Task description
Add 94 to every bounding-box coordinate in the records that run from the line containing "every rabbit ear" through the line containing "[96,72,367,320]", both lines included. Write out every line of that part again, keeping the text lines unchanged, and leave out all other lines.

--

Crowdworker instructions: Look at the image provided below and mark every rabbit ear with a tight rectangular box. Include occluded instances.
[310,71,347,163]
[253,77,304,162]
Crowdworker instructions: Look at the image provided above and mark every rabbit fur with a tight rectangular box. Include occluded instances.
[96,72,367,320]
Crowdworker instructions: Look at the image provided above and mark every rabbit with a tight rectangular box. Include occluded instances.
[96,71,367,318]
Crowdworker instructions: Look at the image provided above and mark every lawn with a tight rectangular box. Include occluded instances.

--

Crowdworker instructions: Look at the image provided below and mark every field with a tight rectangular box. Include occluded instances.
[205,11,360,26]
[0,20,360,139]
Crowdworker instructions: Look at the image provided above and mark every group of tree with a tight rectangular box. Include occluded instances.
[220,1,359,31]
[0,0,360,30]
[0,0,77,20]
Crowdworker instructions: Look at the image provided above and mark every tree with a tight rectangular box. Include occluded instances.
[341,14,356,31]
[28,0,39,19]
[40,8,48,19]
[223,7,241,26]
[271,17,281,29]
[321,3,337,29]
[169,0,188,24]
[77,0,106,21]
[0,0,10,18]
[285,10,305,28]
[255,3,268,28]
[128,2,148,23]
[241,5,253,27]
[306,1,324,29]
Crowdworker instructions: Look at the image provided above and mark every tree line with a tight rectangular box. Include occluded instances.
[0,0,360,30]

--

The output
Crowdworker instructions: Look at the image provided below and mark every rabbit ear with a tight rectangular box. Include occluded instances.
[404,165,441,257]
[347,171,398,256]
Crowdworker instructions: Look at the image provided above and mark every rabbit fur with a tight rectangular box. Include occluded instances.
[190,166,461,414]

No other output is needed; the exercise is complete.